* _Tasks to complete_:
#1 Retype everything in the piece on the January employment report from "Revisions to Establishment" down to "of aggregate series.", keeping every word and punctuation mark the same.
#2 Put this sentence from the piece on the January employment report into Spanish: "These counts are derived principally from unemployment insurance tax records for March 2011."
#3 According to the piece on the January employment report, how many workers re-entered the labor force?

[Supplied passage — start]

January Employment Report: a Home Run or a Foul Ball?


The January employment report, released by the Bureau of Labor Statistics this morning, blew past all expectations in every way imaginable.  According to the establishment survey, 243,000 jobs were added in January, far exceeding expectations for 150,000 new jobs.  And, even more impressively, the household survey claimed that the employment level grew by 827,000, and the unemployment rate fell to 8.3%.  It would have fallen even more except for the fact that 508,000 workers re-entered the labor force.  By any measure, this report looks like a real home run for President Obama!

That ball is going … going … going …. Uh,oh.  Did it hit the foul pole?  Was it really a home run or a foul ball?  The report looks pretty rosy until you read the fine print which, apparently, none of the analysts did today.  Near the bottom of the report (link provided above) you’ll find the following note about the establishment survey:

Revisions to Establishment Survey Data

In accordance with annual practice, the establishment survey data released today have been revised to reflect comprehensive counts of payroll jobs, or benchmarks. These counts are derived principally from unemployment insurance tax records for March 2011. In addition, the data were updated to the 2012 North American Industry Classification System (NAICS) from the 2007 NAICS. This update resulted in minor changes to several detailed industries. The benchmark process resulted in revisions to not seasonally adjusted data from April 2010 forward and to seasonally adjusted data from January 2007 forward. Some historical data predating the normal benchmark revision period also were revised due to the implementation of NAICS 2012 and other minor changes related to rounding and the recalculation of aggregate series.

[Supplied passage — finish]
[Data excerpts — start]

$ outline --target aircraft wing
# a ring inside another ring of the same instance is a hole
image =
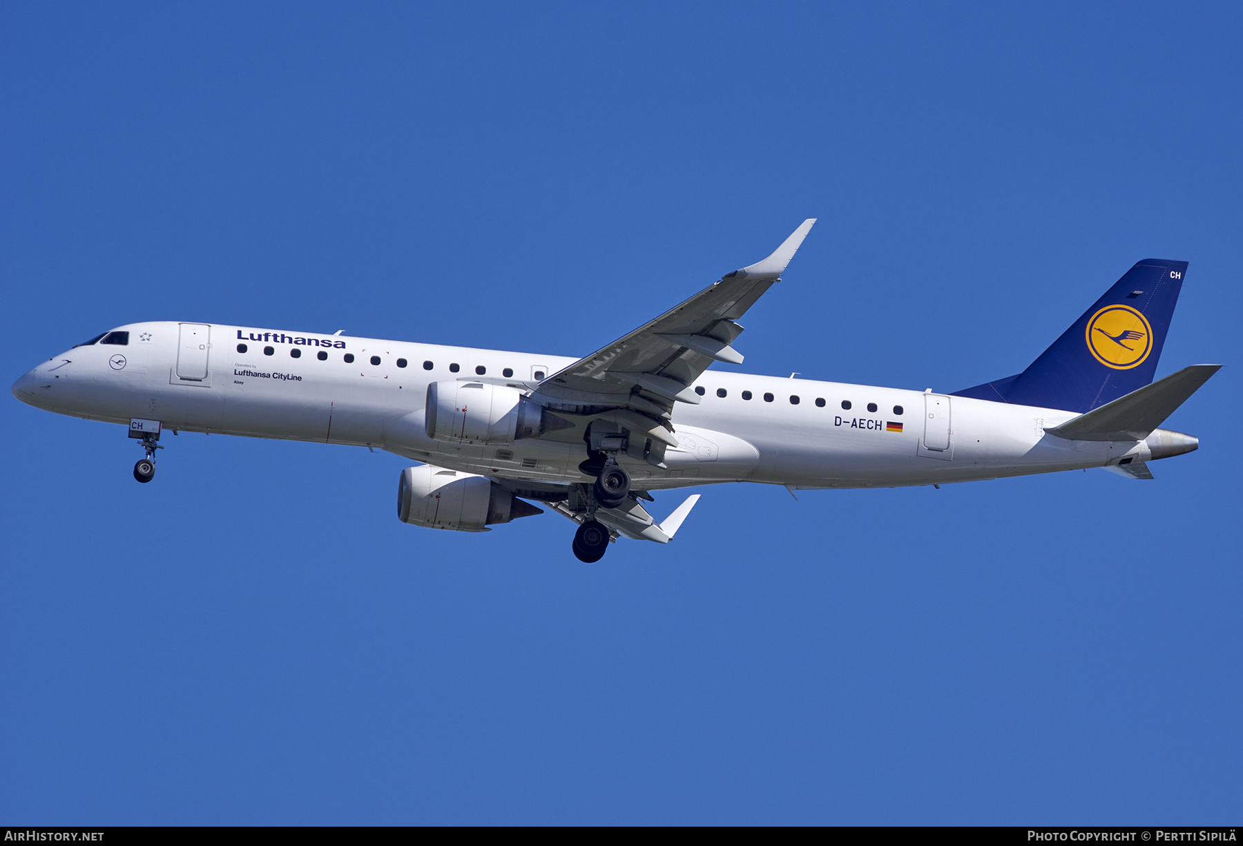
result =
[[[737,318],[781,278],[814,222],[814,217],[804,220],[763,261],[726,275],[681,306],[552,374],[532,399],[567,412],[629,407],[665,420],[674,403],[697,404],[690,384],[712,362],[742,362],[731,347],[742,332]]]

[Data excerpts — finish]
[Data excerpts — start]

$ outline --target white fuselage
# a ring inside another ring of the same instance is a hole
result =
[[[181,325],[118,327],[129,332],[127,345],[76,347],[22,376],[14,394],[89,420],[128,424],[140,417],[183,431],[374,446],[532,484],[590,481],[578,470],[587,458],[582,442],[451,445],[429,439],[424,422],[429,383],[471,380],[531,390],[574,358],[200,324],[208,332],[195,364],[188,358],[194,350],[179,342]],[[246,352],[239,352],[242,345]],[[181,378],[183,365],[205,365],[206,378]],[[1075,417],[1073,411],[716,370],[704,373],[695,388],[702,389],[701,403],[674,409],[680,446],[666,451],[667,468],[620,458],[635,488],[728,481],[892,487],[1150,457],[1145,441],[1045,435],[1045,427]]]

[Data excerpts — finish]
[Data excerpts — start]

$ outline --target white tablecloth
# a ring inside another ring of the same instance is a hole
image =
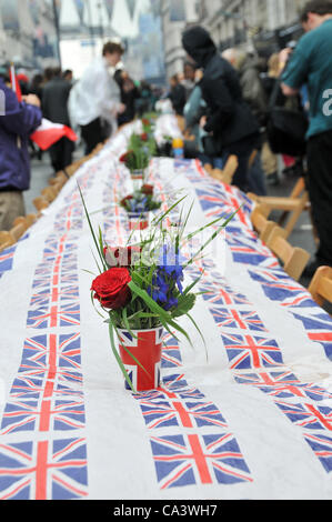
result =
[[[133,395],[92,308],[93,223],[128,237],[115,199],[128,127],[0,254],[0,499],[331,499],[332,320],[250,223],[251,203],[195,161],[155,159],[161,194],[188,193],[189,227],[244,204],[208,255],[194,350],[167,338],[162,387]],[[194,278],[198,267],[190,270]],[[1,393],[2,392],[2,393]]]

[Data excerpts — finish]

* _Written answers_:
#1
Revisions to Establishment Survey Data

In accordance with annual practice, the establishment survey data released today have been revised to reflect comprehensive counts of payroll jobs, or benchmarks. These counts are derived principally from unemployment insurance tax records for March 2011. In addition, the data were updated to the 2012 North American Industry Classification System (NAICS) from the 2007 NAICS. This update resulted in minor changes to several detailed industries. The benchmark process resulted in revisions to not seasonally adjusted data from April 2010 forward and to seasonally adjusted data from January 2007 forward. Some historical data predating the normal benchmark revision period also were revised due to the implementation of NAICS 2012 and other minor changes related to rounding and the recalculation of aggregate series.

#2 Estos recuentos se derivan principalmente de los registros del impuesto del seguro de desempleo correspondientes a marzo de 2011.

#3 508,000 workers.